DIRECTIONS FOR THIS TASK:
Give the records again in full, exactly as written.

----- PROVIDED RECORDS

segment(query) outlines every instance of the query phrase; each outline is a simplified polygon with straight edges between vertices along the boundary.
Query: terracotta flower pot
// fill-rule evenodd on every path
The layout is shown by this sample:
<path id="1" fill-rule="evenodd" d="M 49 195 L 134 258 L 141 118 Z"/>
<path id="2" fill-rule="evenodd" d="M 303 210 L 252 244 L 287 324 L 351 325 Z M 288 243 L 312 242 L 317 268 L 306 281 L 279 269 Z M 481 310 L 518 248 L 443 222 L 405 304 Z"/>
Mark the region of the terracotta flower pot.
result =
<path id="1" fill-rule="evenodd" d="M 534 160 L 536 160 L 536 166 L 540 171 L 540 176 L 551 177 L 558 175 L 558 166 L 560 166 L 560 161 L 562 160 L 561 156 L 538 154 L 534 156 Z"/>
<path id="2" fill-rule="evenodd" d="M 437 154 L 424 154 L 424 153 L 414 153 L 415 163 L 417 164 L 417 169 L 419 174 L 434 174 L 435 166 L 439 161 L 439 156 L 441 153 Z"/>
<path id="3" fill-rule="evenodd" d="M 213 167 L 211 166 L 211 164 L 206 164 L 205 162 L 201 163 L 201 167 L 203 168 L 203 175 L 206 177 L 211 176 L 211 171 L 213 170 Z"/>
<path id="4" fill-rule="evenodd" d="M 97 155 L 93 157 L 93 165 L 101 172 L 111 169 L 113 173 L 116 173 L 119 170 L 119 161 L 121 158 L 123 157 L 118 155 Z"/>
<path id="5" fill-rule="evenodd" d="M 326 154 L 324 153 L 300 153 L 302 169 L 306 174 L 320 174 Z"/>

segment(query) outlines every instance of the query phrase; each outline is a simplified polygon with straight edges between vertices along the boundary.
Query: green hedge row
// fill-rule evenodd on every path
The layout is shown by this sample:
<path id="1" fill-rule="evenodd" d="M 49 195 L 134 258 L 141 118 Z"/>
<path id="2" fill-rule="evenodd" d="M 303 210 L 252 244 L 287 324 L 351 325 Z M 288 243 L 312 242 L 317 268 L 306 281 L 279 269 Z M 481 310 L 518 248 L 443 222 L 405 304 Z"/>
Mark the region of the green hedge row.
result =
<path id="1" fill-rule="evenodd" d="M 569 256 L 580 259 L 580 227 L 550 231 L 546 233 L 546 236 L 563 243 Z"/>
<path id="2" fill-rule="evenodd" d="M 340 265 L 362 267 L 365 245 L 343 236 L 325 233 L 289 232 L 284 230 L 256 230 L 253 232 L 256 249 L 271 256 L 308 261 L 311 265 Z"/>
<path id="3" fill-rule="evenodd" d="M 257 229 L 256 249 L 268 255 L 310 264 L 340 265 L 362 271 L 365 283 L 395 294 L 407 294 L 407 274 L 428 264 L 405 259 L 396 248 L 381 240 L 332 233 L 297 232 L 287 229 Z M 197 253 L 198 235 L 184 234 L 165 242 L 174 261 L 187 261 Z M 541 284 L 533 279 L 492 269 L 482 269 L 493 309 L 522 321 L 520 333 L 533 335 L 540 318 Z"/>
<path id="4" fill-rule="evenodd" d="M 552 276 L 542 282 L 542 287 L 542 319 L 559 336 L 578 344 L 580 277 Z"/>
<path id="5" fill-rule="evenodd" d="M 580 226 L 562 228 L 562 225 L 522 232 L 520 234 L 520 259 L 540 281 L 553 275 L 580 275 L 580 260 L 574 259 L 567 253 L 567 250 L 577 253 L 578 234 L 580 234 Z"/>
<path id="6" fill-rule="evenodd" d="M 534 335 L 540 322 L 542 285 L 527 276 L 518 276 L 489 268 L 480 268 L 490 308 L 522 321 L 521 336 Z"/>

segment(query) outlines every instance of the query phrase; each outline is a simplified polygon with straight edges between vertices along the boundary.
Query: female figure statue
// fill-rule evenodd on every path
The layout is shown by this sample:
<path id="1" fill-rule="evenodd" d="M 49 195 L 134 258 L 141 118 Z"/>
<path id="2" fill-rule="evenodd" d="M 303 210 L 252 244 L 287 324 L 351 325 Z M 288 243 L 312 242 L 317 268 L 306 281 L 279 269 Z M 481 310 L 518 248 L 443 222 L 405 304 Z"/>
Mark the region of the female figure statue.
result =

----------

RESPONSE:
segment(query) outlines every instance of the query phrase; each outline is a simplified polygon with straight edges between vertices along the boundary.
Query: terracotta flower pot
// fill-rule evenodd on every path
The layout is shown by this sample:
<path id="1" fill-rule="evenodd" d="M 49 195 L 134 258 L 141 118 Z"/>
<path id="2" fill-rule="evenodd" d="M 303 210 L 252 244 L 287 324 L 351 325 Z M 288 243 L 312 242 L 317 268 L 306 281 L 279 269 Z M 481 310 L 518 248 L 443 222 L 405 304 Z"/>
Mark the region of the terracotta flower pot.
result =
<path id="1" fill-rule="evenodd" d="M 534 160 L 536 160 L 536 166 L 540 171 L 540 176 L 551 177 L 558 175 L 558 166 L 560 166 L 560 161 L 562 160 L 561 156 L 538 154 L 534 156 Z"/>
<path id="2" fill-rule="evenodd" d="M 437 154 L 424 154 L 424 153 L 414 153 L 415 163 L 417 164 L 417 169 L 419 174 L 434 174 L 435 166 L 439 161 L 439 156 L 441 153 Z"/>
<path id="3" fill-rule="evenodd" d="M 213 167 L 211 166 L 211 164 L 206 164 L 205 162 L 201 163 L 201 167 L 203 168 L 203 175 L 206 177 L 211 176 L 211 171 L 213 170 Z"/>
<path id="4" fill-rule="evenodd" d="M 97 155 L 93 157 L 93 165 L 101 172 L 111 169 L 113 173 L 116 173 L 119 170 L 119 161 L 121 158 L 123 157 L 118 155 Z"/>
<path id="5" fill-rule="evenodd" d="M 326 154 L 324 153 L 300 153 L 302 169 L 306 174 L 320 174 Z"/>

segment(query) outlines every instance of the query phrase; each outline is a simplified polygon with straight edges between vertices along the boundary.
Query: green hedge row
// fill-rule evenodd on every path
The layout is shown by this sample:
<path id="1" fill-rule="evenodd" d="M 49 195 L 134 258 L 141 118 Z"/>
<path id="2" fill-rule="evenodd" d="M 303 210 L 252 244 L 287 324 L 351 325 Z M 288 243 L 312 242 L 317 268 L 306 281 L 279 269 Z M 481 310 L 518 248 L 443 222 L 405 304 Z"/>
Mark the region of the green hedge row.
result =
<path id="1" fill-rule="evenodd" d="M 569 256 L 580 259 L 580 227 L 550 231 L 546 233 L 546 236 L 563 243 Z"/>
<path id="2" fill-rule="evenodd" d="M 340 265 L 362 267 L 365 245 L 343 236 L 325 233 L 289 232 L 284 230 L 256 230 L 253 232 L 256 249 L 271 256 L 308 261 L 311 265 Z"/>
<path id="3" fill-rule="evenodd" d="M 257 229 L 256 249 L 268 255 L 310 264 L 340 265 L 362 271 L 365 283 L 395 294 L 407 294 L 407 274 L 428 264 L 405 259 L 396 248 L 381 240 L 332 233 L 297 232 L 287 229 Z M 197 253 L 198 235 L 184 234 L 165 242 L 174 261 L 187 261 Z M 541 284 L 533 279 L 492 269 L 482 269 L 493 309 L 522 321 L 520 333 L 533 335 L 540 318 Z"/>
<path id="4" fill-rule="evenodd" d="M 552 276 L 542 282 L 542 287 L 542 319 L 559 336 L 578 344 L 580 277 Z"/>
<path id="5" fill-rule="evenodd" d="M 580 226 L 562 228 L 562 225 L 522 232 L 520 234 L 520 259 L 540 281 L 553 275 L 580 275 L 580 260 L 574 259 L 567 253 L 567 250 L 577 253 L 578 234 L 580 234 Z"/>
<path id="6" fill-rule="evenodd" d="M 534 335 L 540 322 L 542 285 L 527 276 L 518 276 L 489 268 L 480 268 L 490 308 L 522 321 L 521 336 Z"/>

segment(query) outlines every instance of the query phrase; each outline is a simplified polygon with straight edges between vertices along the boundary.
Query: female figure statue
// fill-rule evenodd on every path
The layout is shown by this sample:
<path id="1" fill-rule="evenodd" d="M 49 195 L 134 258 L 141 118 Z"/>
<path id="2" fill-rule="evenodd" d="M 303 210 L 252 244 L 287 324 L 351 325 Z M 288 243 L 312 242 L 317 268 L 306 281 L 279 269 Z M 481 310 L 518 248 L 443 222 L 405 304 Z"/>
Mark the region of the female figure statue.
result =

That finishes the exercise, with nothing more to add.